» Extrait choisi:
Pourquoi existe-t-il un tel contraste entre les formes classiques – le rectangle et l’ovale pour les toiles et les plaques de marbre accrochées au mur – et l’irrégularité de cime des marbres, dont l’aspect « paysage de montagne » ne manque pas de frapper ?
J’utilise le plus possible les formats standards de la peinture. Ici des formats figure, rectangulaires et ovales. Les ovales s’inscrivent dans le rectangle.
Pour la partie haute du marbre, il y a deux raisons. D’abord, à Vérone, j’ai vu quantité de grandes plaques de marbre aux formes irrégulières, non rectifiées, taillées ou plutôt sciées dans de gros blocs. J’aurais aimé les utiliser telles quelles. Difficile. Très. Je voulais éviter un aspect trop géométrique en même temps que des formes arrondies auraient été ridicules. J’ai donc pensé que ces éclats irréguliers dans la partie haute étaient ce qu’il y avait de mieux. Cela dit il n’y a pas de recherche de forme, c’est venu comme cela. D’ailleurs les plaques n’ont pas un aspect rectangulaire. Aucune n’est taillée droit, dans le même esprit, peut-être un peu baroque.

En 2007, tu intervenais dans les jardins du château, en proposant une promenade à travers une suite de plaques de marbres différents posés à plat dans le bosquet des marronniers. Par ailleurs, quasi simultanément, tu proposais une promenade au milieu de toiles posées à plat sur des tréteaux au musée de Brest. Peux-tu nous parler de ces œuvres ?

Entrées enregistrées
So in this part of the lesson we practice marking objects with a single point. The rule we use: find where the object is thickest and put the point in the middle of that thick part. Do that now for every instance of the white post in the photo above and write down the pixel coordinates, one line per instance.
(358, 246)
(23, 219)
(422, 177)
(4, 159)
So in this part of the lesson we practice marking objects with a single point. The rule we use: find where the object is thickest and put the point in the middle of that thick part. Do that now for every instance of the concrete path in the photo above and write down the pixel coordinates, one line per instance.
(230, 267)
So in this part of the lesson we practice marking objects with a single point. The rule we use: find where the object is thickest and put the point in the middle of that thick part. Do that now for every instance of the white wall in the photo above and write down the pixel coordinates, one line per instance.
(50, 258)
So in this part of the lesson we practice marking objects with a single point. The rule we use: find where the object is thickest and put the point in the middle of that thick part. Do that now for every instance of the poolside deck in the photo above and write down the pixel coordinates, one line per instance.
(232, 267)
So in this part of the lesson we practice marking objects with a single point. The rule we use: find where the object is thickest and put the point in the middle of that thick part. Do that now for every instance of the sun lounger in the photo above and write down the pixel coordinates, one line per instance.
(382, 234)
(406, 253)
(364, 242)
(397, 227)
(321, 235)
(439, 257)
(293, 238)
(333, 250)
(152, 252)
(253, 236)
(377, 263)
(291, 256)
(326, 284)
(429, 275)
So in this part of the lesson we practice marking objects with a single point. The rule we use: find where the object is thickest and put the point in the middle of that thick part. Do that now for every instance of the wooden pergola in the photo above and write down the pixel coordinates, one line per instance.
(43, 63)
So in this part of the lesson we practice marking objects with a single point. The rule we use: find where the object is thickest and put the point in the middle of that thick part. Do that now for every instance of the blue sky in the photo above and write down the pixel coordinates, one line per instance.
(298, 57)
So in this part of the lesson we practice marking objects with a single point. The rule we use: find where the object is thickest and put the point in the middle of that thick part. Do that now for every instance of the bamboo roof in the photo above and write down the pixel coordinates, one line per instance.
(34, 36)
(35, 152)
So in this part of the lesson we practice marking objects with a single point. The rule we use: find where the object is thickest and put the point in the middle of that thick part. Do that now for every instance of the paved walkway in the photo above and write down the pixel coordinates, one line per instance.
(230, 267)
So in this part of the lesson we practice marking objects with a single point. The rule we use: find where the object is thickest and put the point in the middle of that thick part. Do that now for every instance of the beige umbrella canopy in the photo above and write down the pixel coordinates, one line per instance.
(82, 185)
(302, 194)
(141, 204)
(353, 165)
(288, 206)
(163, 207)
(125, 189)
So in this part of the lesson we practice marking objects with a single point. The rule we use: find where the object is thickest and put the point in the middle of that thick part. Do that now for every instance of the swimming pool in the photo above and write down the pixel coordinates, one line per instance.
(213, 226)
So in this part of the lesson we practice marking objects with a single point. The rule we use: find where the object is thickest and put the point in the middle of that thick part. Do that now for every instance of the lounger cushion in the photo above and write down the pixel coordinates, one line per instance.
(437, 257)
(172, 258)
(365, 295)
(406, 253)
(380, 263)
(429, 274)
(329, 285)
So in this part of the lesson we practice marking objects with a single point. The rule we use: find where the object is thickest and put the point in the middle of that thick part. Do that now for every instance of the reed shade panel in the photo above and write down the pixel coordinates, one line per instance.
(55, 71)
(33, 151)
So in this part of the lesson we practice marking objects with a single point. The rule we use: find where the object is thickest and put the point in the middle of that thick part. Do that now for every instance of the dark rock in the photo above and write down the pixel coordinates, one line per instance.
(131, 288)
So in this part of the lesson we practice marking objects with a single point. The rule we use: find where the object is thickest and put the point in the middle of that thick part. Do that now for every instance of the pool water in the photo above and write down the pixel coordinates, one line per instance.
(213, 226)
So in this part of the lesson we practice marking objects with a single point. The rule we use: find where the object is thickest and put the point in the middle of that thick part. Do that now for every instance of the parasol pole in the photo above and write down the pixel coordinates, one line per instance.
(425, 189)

...

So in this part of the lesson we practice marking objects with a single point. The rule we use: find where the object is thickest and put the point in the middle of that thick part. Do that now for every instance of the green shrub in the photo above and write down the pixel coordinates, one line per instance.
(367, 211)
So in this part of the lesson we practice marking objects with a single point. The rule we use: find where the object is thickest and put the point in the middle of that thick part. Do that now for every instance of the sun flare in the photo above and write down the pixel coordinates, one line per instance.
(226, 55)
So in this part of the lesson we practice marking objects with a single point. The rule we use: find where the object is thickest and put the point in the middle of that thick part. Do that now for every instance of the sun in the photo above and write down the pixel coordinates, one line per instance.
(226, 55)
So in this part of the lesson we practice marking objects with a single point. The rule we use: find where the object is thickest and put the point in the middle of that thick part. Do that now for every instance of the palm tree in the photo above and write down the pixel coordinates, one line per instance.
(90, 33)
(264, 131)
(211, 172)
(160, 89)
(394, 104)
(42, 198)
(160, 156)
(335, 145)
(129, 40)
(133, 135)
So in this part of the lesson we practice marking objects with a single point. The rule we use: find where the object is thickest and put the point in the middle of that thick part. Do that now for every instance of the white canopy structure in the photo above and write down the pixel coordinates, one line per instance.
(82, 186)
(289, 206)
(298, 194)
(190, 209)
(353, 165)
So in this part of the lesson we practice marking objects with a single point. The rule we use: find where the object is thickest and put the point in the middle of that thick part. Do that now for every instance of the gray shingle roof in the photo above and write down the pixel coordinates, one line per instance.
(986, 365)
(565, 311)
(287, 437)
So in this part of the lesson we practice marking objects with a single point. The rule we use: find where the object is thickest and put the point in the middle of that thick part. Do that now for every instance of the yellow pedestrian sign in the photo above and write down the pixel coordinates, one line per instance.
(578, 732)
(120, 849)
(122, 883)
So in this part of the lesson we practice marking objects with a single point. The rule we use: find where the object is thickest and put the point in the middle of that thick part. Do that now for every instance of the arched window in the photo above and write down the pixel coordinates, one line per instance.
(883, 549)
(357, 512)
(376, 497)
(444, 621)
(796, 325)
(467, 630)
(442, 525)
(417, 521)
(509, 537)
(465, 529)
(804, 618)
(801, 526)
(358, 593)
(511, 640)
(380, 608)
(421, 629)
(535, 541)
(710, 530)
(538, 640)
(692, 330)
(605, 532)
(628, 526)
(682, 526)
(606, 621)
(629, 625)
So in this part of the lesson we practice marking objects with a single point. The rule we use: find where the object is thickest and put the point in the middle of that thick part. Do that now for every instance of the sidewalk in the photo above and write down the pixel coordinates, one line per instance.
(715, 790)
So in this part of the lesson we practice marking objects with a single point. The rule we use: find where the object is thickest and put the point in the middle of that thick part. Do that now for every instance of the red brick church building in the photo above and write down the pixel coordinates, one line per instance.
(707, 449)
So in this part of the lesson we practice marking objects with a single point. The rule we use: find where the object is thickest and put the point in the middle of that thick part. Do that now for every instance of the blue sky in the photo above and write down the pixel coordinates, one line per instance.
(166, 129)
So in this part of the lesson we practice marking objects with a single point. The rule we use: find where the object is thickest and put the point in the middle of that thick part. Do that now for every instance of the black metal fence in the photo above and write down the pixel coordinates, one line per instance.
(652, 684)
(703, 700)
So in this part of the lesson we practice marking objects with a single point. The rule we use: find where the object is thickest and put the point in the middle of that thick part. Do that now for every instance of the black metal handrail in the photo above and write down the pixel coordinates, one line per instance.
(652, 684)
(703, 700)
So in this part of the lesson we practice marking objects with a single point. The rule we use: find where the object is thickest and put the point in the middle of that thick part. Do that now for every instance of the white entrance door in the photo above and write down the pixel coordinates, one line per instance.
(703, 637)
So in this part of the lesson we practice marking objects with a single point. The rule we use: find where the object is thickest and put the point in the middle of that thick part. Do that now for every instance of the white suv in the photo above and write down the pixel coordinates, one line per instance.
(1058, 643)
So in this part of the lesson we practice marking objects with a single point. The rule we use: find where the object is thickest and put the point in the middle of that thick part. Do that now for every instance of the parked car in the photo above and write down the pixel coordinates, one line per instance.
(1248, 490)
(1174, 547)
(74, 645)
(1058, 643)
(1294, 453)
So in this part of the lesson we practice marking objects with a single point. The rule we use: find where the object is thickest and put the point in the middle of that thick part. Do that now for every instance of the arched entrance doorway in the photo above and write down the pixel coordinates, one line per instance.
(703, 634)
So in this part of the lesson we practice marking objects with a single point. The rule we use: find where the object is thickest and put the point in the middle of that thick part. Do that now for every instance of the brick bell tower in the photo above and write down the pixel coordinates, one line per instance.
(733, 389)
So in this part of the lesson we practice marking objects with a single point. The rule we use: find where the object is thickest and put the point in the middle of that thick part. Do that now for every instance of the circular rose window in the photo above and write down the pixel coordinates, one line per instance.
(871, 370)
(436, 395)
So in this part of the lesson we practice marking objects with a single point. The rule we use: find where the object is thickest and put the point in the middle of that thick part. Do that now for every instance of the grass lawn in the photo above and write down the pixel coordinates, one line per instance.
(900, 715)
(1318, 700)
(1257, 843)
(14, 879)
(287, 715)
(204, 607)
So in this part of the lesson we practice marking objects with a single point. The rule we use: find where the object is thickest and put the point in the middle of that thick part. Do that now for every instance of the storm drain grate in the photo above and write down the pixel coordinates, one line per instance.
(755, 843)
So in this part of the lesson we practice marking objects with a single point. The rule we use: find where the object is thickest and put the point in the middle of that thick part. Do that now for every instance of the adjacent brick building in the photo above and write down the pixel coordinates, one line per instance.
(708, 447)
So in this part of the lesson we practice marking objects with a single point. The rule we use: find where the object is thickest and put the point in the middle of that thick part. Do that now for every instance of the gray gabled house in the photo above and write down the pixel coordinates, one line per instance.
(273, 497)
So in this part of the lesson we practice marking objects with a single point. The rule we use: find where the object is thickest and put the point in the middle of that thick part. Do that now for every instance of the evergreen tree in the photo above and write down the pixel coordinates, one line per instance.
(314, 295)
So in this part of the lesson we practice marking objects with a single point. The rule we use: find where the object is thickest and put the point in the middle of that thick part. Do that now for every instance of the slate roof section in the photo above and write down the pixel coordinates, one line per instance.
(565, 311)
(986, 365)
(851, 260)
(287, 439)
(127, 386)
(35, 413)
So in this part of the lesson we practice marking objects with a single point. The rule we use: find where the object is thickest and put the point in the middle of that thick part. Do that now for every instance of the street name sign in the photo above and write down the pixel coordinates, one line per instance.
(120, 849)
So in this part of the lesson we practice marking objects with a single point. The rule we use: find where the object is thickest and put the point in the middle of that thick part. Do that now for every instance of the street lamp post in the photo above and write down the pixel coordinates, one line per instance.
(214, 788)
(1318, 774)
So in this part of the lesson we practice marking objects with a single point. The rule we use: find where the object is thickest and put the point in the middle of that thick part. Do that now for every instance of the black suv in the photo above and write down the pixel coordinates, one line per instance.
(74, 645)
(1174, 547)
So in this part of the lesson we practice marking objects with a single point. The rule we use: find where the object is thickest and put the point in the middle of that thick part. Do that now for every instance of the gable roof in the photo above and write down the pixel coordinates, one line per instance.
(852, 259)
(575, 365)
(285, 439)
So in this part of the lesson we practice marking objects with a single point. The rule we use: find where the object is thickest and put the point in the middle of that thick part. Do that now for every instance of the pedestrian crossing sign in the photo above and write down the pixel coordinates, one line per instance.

...

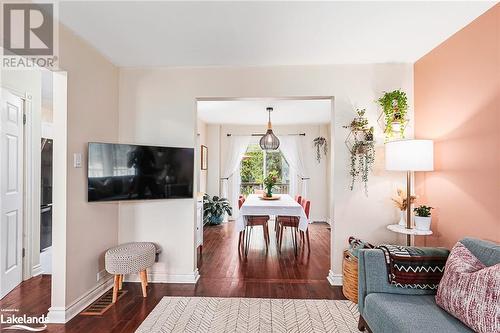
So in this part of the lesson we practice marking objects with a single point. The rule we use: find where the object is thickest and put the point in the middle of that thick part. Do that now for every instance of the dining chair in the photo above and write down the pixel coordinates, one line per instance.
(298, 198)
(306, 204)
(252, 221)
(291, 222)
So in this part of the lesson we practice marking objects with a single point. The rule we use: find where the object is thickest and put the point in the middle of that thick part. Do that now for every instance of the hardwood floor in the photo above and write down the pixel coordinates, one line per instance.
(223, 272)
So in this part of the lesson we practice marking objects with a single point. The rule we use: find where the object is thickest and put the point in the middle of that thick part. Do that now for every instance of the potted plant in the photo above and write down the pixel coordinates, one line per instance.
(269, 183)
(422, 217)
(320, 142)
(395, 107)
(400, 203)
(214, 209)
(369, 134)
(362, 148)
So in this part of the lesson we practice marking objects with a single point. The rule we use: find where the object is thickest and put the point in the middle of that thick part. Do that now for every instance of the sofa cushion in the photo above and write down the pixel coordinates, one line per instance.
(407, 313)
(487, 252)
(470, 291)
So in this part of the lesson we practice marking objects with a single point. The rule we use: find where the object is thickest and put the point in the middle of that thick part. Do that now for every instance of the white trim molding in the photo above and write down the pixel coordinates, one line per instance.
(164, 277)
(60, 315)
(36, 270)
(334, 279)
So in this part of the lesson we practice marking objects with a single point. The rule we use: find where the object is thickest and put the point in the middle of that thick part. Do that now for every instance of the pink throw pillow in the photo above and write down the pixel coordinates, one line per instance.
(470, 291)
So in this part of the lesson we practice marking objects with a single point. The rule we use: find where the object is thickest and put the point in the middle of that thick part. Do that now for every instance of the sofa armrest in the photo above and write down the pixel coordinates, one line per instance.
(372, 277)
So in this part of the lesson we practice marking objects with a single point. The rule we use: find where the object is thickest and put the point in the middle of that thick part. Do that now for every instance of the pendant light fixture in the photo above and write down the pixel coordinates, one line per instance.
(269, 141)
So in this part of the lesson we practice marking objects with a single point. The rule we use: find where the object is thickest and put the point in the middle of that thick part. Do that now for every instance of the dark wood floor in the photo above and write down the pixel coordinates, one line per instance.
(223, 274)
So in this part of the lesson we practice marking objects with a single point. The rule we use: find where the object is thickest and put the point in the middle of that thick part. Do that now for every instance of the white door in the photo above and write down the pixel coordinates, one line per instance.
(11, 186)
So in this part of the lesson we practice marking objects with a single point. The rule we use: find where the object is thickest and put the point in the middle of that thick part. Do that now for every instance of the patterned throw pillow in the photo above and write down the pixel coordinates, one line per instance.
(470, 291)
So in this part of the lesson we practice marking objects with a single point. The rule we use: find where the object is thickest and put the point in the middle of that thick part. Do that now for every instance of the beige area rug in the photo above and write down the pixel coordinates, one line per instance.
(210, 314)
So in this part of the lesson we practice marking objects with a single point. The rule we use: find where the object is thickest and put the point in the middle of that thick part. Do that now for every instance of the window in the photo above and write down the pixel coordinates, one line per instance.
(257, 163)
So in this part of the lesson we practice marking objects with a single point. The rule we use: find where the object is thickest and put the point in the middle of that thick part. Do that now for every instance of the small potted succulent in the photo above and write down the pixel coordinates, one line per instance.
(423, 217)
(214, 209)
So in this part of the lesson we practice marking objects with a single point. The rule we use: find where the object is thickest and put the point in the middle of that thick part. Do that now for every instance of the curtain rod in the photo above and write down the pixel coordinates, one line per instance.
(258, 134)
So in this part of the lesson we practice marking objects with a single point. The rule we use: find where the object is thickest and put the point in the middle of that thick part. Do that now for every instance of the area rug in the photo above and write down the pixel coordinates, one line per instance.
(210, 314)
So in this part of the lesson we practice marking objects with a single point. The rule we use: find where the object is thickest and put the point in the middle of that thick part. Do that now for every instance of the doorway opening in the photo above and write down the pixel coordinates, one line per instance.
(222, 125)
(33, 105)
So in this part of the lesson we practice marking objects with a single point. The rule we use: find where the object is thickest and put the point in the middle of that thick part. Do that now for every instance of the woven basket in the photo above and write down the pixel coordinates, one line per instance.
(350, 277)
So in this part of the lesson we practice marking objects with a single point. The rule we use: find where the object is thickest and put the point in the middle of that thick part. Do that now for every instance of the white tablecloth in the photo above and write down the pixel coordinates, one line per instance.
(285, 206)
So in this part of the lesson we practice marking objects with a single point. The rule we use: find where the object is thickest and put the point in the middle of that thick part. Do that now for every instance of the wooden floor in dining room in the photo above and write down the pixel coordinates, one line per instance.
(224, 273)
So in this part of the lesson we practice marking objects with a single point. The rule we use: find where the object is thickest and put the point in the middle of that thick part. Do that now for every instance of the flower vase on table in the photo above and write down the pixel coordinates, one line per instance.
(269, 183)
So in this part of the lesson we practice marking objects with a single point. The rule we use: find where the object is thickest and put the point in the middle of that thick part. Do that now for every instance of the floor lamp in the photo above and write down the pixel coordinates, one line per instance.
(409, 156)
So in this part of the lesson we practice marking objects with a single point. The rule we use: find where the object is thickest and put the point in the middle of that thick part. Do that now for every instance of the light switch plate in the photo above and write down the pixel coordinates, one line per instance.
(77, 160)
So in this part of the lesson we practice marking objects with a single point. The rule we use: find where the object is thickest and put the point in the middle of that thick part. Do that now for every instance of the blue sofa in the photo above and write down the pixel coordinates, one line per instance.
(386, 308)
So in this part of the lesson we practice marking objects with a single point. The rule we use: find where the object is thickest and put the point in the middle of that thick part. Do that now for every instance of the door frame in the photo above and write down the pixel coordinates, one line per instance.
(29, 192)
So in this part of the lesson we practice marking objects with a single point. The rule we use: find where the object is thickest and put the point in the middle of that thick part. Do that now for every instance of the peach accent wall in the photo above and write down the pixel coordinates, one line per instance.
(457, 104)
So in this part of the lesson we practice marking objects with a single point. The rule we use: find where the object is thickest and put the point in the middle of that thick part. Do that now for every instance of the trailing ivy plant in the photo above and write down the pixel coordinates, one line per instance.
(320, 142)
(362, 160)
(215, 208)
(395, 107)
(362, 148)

» Consigne: Reproduisez intégralement l'extrait sur les formes des marbres et des toiles. Appuyez-vous uniquement sur l'extrait.

» Votre réponse:
Pourquoi existe-t-il un tel contraste entre les formes classiques – le rectangle et l’ovale pour les toiles et les plaques de marbre accrochées au mur – et l’irrégularité de cime des marbres, dont l’aspect « paysage de montagne » ne manque pas de frapper ?
J’utilise le plus possible les formats standards de la peinture. Ici des formats figure, rectangulaires et ovales. Les ovales s’inscrivent dans le rectangle.
Pour la partie haute du marbre, il y a deux raisons. D’abord, à Vérone, j’ai vu quantité de grandes plaques de marbre aux formes irrégulières, non rectifiées, taillées ou plutôt sciées dans de gros blocs. J’aurais aimé les utiliser telles quelles. Difficile. Très. Je voulais éviter un aspect trop géométrique en même temps que des formes arrondies auraient été ridicules. J’ai donc pensé que ces éclats irréguliers dans la partie haute étaient ce qu’il y avait de mieux. Cela dit il n’y a pas de recherche de forme, c’est venu comme cela. D’ailleurs les plaques n’ont pas un aspect rectangulaire. Aucune n’est taillée droit, dans le même esprit, peut-être un peu baroque.

En 2007, tu intervenais dans les jardins du château, en proposant une promenade à travers une suite de plaques de marbres différents posés à plat dans le bosquet des marronniers. Par ailleurs, quasi simultanément, tu proposais une promenade au milieu de toiles posées à plat sur des tréteaux au musée de Brest. Peux-tu nous parler de ces œuvres ?